Task goal: Rewrite the lines below with "when you get a chance" replaced by "right away" everywhere it occurs, keeping everything else the same. Leave the pictures out of your answer.

Input data:
** BEGIN **

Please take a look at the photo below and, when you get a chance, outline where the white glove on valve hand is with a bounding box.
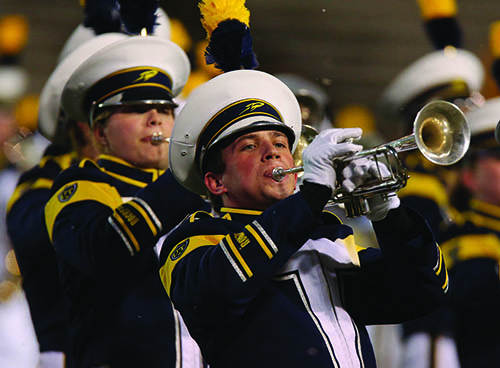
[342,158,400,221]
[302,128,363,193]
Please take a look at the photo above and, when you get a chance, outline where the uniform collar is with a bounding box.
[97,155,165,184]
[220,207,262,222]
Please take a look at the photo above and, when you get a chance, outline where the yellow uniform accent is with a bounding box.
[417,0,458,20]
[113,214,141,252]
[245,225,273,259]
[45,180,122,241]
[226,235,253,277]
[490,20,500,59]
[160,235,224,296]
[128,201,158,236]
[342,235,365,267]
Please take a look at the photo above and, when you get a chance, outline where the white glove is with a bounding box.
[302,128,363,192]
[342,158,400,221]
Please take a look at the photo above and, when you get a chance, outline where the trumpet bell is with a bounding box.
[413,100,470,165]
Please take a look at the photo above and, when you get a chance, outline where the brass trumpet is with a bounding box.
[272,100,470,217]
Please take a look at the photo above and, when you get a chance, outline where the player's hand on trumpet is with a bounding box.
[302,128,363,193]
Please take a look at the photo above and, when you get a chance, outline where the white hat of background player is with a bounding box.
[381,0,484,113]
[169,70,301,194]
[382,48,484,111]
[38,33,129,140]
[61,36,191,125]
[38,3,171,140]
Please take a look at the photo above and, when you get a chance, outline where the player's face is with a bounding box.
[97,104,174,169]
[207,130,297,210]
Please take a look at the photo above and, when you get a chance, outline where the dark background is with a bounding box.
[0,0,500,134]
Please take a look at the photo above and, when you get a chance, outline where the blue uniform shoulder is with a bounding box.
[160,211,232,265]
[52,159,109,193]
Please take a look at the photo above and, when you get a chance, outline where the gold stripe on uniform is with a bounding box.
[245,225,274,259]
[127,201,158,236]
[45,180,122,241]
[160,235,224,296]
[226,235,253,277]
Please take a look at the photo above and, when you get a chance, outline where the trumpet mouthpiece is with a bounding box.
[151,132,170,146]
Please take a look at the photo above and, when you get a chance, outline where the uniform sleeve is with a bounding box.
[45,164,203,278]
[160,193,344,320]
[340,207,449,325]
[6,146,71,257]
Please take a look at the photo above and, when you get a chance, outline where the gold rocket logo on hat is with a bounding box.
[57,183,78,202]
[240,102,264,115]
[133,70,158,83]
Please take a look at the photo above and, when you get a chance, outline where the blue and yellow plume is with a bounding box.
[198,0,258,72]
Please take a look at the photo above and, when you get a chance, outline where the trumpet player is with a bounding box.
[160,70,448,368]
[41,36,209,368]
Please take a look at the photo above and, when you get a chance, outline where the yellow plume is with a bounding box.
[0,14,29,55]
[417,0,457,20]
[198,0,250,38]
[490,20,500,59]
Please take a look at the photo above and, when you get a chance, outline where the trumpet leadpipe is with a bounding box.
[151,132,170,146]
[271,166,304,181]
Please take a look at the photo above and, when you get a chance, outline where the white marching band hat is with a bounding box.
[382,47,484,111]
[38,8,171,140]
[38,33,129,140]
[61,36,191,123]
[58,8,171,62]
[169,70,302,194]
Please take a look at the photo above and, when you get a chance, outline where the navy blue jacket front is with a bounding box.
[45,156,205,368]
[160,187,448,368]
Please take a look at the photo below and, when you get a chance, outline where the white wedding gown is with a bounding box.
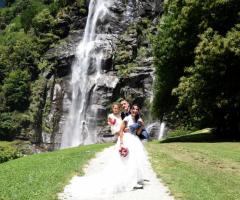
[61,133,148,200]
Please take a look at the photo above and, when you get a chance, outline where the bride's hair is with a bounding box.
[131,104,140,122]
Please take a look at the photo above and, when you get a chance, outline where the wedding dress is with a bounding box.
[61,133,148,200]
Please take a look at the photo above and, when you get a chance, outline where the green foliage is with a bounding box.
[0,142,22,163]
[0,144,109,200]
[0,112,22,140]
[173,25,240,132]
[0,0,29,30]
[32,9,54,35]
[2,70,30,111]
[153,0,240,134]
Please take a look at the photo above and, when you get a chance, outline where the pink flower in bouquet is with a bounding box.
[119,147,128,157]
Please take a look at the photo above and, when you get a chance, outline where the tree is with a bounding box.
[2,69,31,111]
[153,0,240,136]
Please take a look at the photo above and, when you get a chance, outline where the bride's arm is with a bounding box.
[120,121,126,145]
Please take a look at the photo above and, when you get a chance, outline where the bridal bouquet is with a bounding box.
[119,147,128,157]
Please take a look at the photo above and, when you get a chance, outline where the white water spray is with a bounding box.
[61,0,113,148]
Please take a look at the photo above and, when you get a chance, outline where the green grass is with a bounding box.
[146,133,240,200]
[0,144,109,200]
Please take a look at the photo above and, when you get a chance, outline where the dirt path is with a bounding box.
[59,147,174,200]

** END **

Solution:
Please take a look at the photo below and, right away, outline where the white glove on valve hand is with a bounding box.
[342,158,400,221]
[302,128,363,193]
Please take a look at the photo above and, right away, outline where the uniform collar is with a bounding box.
[97,155,165,184]
[220,207,262,222]
Please take a look at the photo above and, right away, outline where the yellow uniform accent is with a bounding box.
[417,0,458,20]
[113,214,141,252]
[245,225,273,259]
[45,180,122,241]
[226,235,253,277]
[490,20,500,59]
[160,235,224,296]
[128,201,158,236]
[342,235,365,267]
Please take a look at the photo above and, right away, outline where the white glove is with a bounding box.
[302,128,363,192]
[342,158,400,221]
Please take a look at the photo above and, right away, outline where the trumpet bell is with a bounding box.
[413,100,470,165]
Please take a look at the photo above and, right away, outline where the brass trumpet is with a bounding box.
[272,100,470,217]
Please take a look at the photo above and, right away, outline where the player's hand on trumpet is with a bounding box.
[302,128,363,193]
Please take a look at the photo above and, right away, outline where the white hat of background player is with a bounding box.
[381,0,484,113]
[169,70,301,194]
[382,48,484,111]
[38,33,129,140]
[61,36,191,125]
[38,3,171,140]
Please take a look at the photo above and, right away, outline where the player's face is with a bounding box.
[97,104,174,169]
[207,130,297,210]
Please take a look at the photo above and, right away, outline where the dark background is with a bounding box.
[0,0,500,134]
Please take a look at the photo above and, right away, outline where the blue uniform shoulder is with a bounding box.
[160,211,232,265]
[52,159,109,193]
Please take a look at the photo above and, right away, outline where the gold stripe on uniform is with a bounding box.
[245,225,274,259]
[127,201,158,236]
[45,180,122,241]
[160,235,224,296]
[226,235,253,277]
Please take a look at the photo above and, right away, outline where the trumpet mouthpiece is with a bounding box.
[151,132,170,146]
Please take a look at the photo above and, right away, outline where the uniform sleeve is with a bounding box.
[45,164,203,278]
[160,193,344,320]
[340,207,449,325]
[6,146,71,257]
Please take a look at the photo above and, right away, outline where the gold rocket logo on hat is with a bounding box.
[57,183,78,202]
[240,102,264,115]
[133,70,158,83]
Please take a look at the photo above and, right away, outline where the blue and yellow plume is with a bounding box.
[198,0,258,72]
Please take a look at the photo above and, right away, outline where the trumpet player is with a bounding box.
[160,70,448,368]
[41,36,209,368]
Please take a look at the photo above and, right away, outline where the yellow plume is with a bounding box.
[0,14,29,55]
[417,0,457,20]
[198,0,250,38]
[490,20,500,59]
Please take a look at the photo above and, right away, outline where the trumpet leadpipe is with a bounding box.
[151,132,170,146]
[271,166,304,181]
Please take a look at the photo above and, right away, outline where the white marching band hat is with a bounding box.
[382,47,484,111]
[38,8,171,140]
[38,33,129,140]
[61,36,191,123]
[58,8,171,62]
[169,70,302,194]
Please take a look at the photo above and, right away, outline where the navy blue jacket front is with a bounding box.
[45,156,205,368]
[160,187,448,368]
Please take a look at the photo below and, right away, outline where the white wedding gown is with a bounding box.
[61,133,148,200]
Please take a look at the photo above and, right away, outline where the bride's hair is with a bounding box.
[131,104,140,122]
Please take a look at the photo above and, right away, outline where the wedding dress is with a bounding box.
[61,133,148,200]
Please take a look at the photo above and, right away, outline where the green foliage is with a bounding box.
[0,142,22,163]
[0,144,109,200]
[0,112,22,140]
[173,25,240,132]
[0,0,29,30]
[32,9,54,35]
[2,70,30,111]
[153,0,240,134]
Please take a look at the photo above and, right away, outline where the pink flower in bouquet is with a bounding box.
[119,147,128,157]
Please take a look at the photo above and, right away, outline where the tree is with a bounding box.
[2,69,31,111]
[153,0,240,136]
Please take a look at the photo above and, right away, outline where the bride's arm is with a bounding box.
[120,121,126,145]
Please take a look at the photo above and, right away, outline where the bridal bouquet is with a bounding box.
[119,147,128,157]
Please take a look at the photo above and, right away, outline where the white water spray is with a bounding box.
[61,0,113,148]
Please take a look at the photo above and, right away, outline where the green grass is with a bounding box.
[146,133,240,200]
[0,144,109,200]
Please take a look at the photo above and, right away, outline where the dirt path is with a bounding box.
[59,147,174,200]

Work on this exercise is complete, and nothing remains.